Vista com desconfiança inicialmente, pela incômoda ênfase que dava à
libido, a doutrina freudiana foi sendo
digerida pelo establishment
Os
arraiais psicanalíticos assanham-se com a perspectiva de relembrar os 80 anos
da morte do mestre-escola, ocorrida em setembro de 1939, apenas duas semanas
após a eclosão da guerra da qual ele tentou se precaver. O doutor Sigmund Freud
chegara a Londres em 1938, esquivando-se, via Paris, do tormento de viver em
Viena à sombra dos invasores nazistas. Instalou seu divã – aquele original, do
consultório da 19, Bergasse – num casarão imponente do bairro de Hampstead e
continuou atendendo pacientes e escrevendo livros em recusa às sequelas da
doença que o debilitava.
Freud morreu vítima de um câncer na garganta que deu o que falar. Se
tivesse sido enterrado no cemitério de Hampstead, ficaria na eterna e
silenciosa vizinhança de outro expatriado nascido no século 19 e que, assim
como ele, revolucionou o século 20: Karl Marx. Mas não, a família preferiu que
Freud fosse cremado em Golders Green e que as cinzas fossem guardadas numa urna
antiquíssima, preciosa peça da Grécia clássica que Freud ganhara da mais
aristocrata de suas discípulas, a princesa Marie Bonaparte. As graciosas
figuras retratadas na urna – Dionísio e uma ménade, sua parceira no
vinho e na embriaguez – sugerem a celebração da vida.

### CONTEÚDO DO MATERIAL

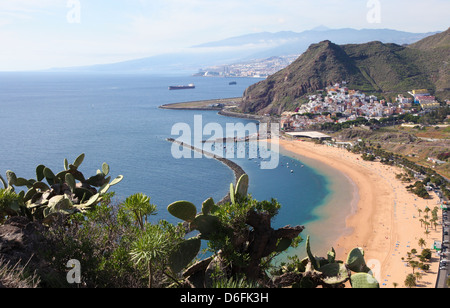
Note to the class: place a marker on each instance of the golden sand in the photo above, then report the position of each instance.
(386, 222)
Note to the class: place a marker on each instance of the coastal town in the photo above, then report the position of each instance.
(259, 68)
(339, 104)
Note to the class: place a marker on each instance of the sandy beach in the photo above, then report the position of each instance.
(385, 219)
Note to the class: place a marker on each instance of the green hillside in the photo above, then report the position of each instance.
(387, 69)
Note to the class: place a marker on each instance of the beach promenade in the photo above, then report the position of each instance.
(386, 222)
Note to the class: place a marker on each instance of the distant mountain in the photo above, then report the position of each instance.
(371, 67)
(249, 47)
(289, 43)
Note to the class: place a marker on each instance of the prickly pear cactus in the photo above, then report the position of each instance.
(62, 194)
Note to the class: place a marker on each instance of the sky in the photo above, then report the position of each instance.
(42, 34)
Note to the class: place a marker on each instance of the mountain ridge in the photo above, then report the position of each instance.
(372, 67)
(247, 47)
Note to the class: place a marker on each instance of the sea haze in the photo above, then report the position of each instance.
(46, 117)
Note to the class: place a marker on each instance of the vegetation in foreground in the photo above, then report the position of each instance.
(119, 245)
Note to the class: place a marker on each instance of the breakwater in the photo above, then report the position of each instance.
(237, 170)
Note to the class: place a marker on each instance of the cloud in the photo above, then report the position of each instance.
(37, 33)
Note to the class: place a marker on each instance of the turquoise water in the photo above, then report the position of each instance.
(46, 117)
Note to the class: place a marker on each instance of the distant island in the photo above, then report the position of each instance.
(374, 68)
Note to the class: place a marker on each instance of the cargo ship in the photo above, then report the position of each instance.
(189, 86)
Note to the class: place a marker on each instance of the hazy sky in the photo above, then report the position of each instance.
(36, 34)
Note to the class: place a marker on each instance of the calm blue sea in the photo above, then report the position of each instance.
(46, 117)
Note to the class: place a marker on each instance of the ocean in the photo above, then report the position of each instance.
(47, 117)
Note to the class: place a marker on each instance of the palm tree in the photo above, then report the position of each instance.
(139, 207)
(418, 276)
(422, 242)
(410, 281)
(421, 222)
(151, 248)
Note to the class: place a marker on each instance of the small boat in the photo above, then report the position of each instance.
(189, 86)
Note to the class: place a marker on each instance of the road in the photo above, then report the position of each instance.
(445, 255)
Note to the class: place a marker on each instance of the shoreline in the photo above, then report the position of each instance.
(385, 223)
(237, 170)
(381, 217)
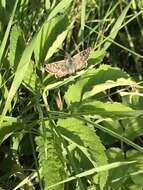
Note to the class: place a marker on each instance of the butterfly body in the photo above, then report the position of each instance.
(68, 66)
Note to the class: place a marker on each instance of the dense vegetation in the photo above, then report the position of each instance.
(79, 132)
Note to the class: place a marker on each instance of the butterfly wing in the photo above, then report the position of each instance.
(58, 68)
(80, 59)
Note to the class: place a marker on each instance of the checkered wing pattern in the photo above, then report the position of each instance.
(68, 66)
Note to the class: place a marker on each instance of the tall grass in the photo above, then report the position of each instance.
(83, 131)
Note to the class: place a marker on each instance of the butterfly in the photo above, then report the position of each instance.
(70, 65)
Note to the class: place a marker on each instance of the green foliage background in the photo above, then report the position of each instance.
(82, 132)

### OBJETIVO DA TAREFA
Reproduza sem alterações o trecho do texto sobre a morte de Freud que começa em "Vista com desconfiança" e termina em "que o debilitava.". O material não tem nenhuma relação com o texto.

### RESOLUÇÃO DO EXERCÍCIO
Vista com desconfiança inicialmente, pela incômoda ênfase que dava à
libido, a doutrina freudiana foi sendo
digerida pelo establishment
Os
arraiais psicanalíticos assanham-se com a perspectiva de relembrar os 80 anos
da morte do mestre-escola, ocorrida em setembro de 1939, apenas duas semanas
após a eclosão da guerra da qual ele tentou se precaver. O doutor Sigmund Freud
chegara a Londres em 1938, esquivando-se, via Paris, do tormento de viver em
Viena à sombra dos invasores nazistas. Instalou seu divã – aquele original, do
consultório da 19, Bergasse – num casarão imponente do bairro de Hampstead e
continuou atendendo pacientes e escrevendo livros em recusa às sequelas da
doença que o debilitava.